__Data provided__:
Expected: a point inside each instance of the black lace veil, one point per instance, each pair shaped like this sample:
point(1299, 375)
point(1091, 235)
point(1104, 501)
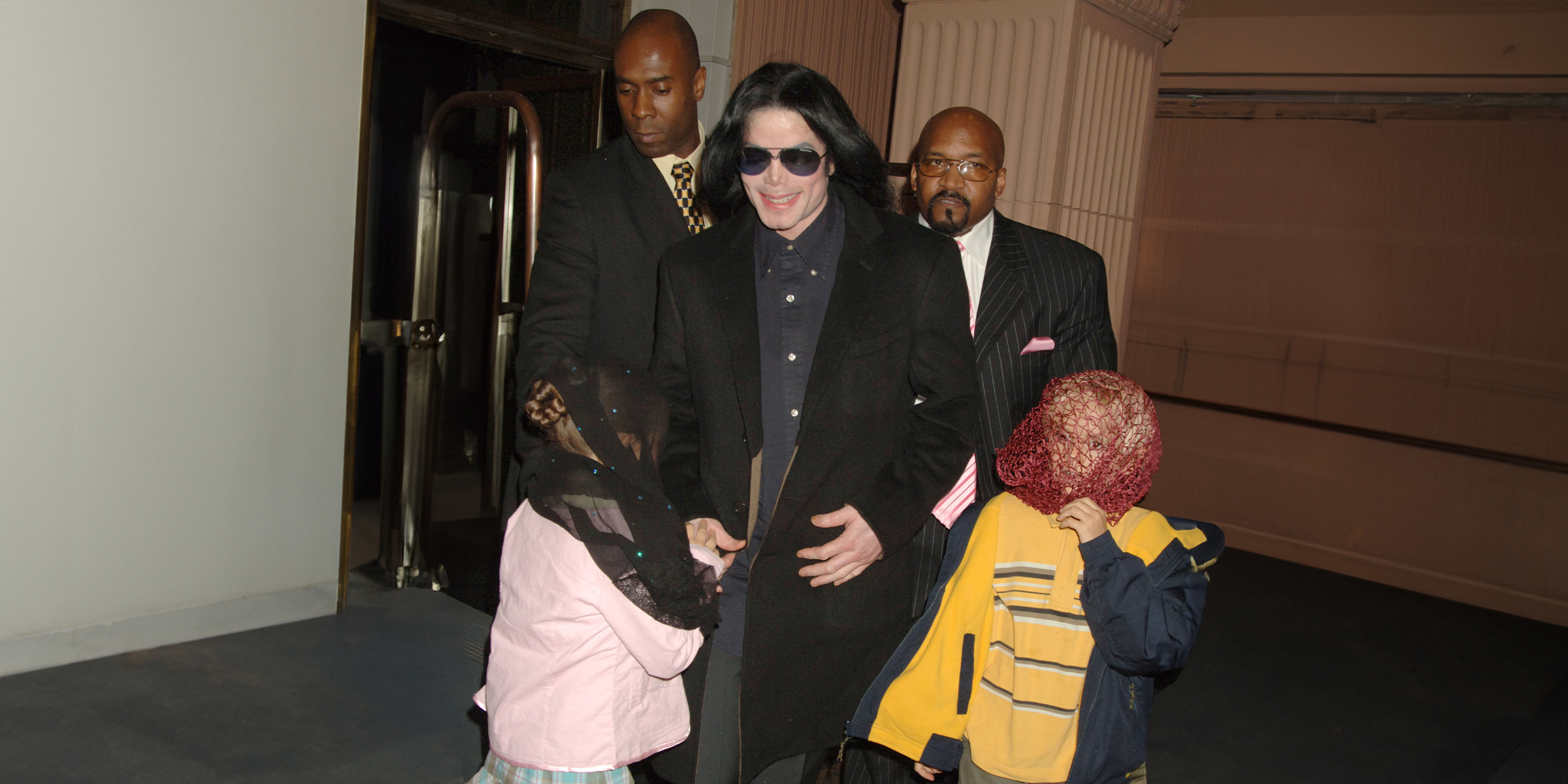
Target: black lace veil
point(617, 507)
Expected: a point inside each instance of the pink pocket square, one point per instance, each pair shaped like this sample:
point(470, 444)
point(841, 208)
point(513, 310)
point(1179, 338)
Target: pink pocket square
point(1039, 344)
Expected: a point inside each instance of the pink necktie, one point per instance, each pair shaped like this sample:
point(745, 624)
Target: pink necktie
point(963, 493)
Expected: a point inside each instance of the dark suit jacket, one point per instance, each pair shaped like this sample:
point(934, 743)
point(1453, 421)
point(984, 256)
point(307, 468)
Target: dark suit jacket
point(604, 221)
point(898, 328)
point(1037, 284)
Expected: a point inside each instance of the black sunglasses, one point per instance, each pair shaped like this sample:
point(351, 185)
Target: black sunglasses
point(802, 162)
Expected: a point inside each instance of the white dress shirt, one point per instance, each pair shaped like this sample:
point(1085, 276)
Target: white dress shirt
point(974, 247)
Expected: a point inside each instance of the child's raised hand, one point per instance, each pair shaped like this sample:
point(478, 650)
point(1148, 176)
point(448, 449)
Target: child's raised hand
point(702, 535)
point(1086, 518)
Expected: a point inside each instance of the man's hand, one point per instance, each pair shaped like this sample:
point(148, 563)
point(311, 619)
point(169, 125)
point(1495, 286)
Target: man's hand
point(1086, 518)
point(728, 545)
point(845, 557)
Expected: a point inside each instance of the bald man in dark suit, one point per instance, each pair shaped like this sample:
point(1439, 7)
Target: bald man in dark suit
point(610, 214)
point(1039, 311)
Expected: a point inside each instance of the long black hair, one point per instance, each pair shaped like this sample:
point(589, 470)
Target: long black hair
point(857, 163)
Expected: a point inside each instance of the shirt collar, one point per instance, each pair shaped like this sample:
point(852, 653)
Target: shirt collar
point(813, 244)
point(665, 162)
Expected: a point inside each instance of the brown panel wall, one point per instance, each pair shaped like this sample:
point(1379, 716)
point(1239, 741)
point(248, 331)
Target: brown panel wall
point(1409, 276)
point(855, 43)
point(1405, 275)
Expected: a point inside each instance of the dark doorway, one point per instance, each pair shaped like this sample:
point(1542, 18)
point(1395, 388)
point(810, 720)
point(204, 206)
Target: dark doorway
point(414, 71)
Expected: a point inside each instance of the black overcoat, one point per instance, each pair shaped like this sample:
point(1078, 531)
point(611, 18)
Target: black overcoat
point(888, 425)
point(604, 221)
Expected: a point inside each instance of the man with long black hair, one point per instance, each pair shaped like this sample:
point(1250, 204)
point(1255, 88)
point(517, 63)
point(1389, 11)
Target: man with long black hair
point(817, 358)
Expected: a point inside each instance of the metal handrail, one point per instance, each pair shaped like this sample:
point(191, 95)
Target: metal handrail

__Short problem__: Retype all the lines above verbatim, from the first to the last, leaving out the picture.

__Reply__:
Expected: a point inside each instance of the black lace veil, one point per instance, each pair shaped like this sample:
point(1299, 375)
point(1091, 235)
point(1104, 501)
Target: black lace veil
point(617, 507)
Expected: a point inside each instance of the pink pocket square, one point per instance, each pair shaped like this sample:
point(470, 444)
point(841, 208)
point(513, 310)
point(1179, 338)
Target: pink pocket square
point(1039, 344)
Expected: a point inside each instance of the pink necktie, one point per instance, each pair shaped like this sample:
point(745, 624)
Target: pink necktie
point(963, 493)
Expected: a point inside each instance of the dark suit jacket, one point per instance, each pair shaped like this sample:
point(934, 743)
point(1453, 421)
point(984, 256)
point(307, 468)
Target: dark suit jacket
point(604, 221)
point(898, 328)
point(1037, 284)
Expected: a point inside each instance of the black sunglasses, one point per instance, each pair shaped like this sample:
point(351, 185)
Target: black sunglasses
point(802, 162)
Expected: a point inside each instance of the white dress shirt, one point per instance, each pair shaped like this sample:
point(1085, 276)
Target: white dress shirt
point(974, 247)
Expected: a point inside each instance of the child's raised hand, one point per instance, each pair shaped like this sample:
point(478, 650)
point(1148, 176)
point(448, 449)
Target: child's raised hand
point(702, 535)
point(1086, 518)
Expected: a point inside each instance of the man's hand, one point per instance, each pair shaped like this sample:
point(148, 563)
point(311, 619)
point(169, 125)
point(1495, 286)
Target: man's hand
point(1086, 518)
point(728, 545)
point(845, 557)
Expected: a point inside each instance of the bald man in dark suit, one point per instance, each pair shaped like this sample:
point(1439, 7)
Target: bald man in dark suit
point(610, 214)
point(1039, 311)
Expected: a point inside each instance of the long black hair, one point per instance, each pair shaped like this sample:
point(589, 470)
Target: long black hair
point(857, 163)
Expected: a point inside each instance of the shirt collar, one point per instance, each pair shaped like this sample:
point(852, 653)
Target: shirt collar
point(813, 244)
point(665, 162)
Expected: a point inside each instance of the brown panel wall, one point per instance, each pair shaped like this sample:
point(1379, 716)
point(1239, 741)
point(248, 331)
Target: brown panel wall
point(1409, 276)
point(855, 43)
point(1405, 275)
Expected: a point inside each instance of the dark doorway, one point per instance, each pair shaped like this sample:
point(1542, 18)
point(1395, 388)
point(810, 720)
point(204, 206)
Target: dark doorway
point(414, 71)
Expected: a point inside each instance of the black overcoat, one point per instance, each pair shaped like this sample:
point(1078, 531)
point(611, 18)
Target: black overcoat
point(888, 425)
point(604, 221)
Expected: a point inside each instance of the man with long black hair, one point per instance, each pair shaped like this sample:
point(1250, 204)
point(1255, 88)
point(517, 63)
point(1389, 11)
Target: man with long black hair
point(817, 358)
Expected: a point inside each instance of the metal handrail, one point per instance, each pair shaped like this sample:
point(191, 95)
Target: metal handrail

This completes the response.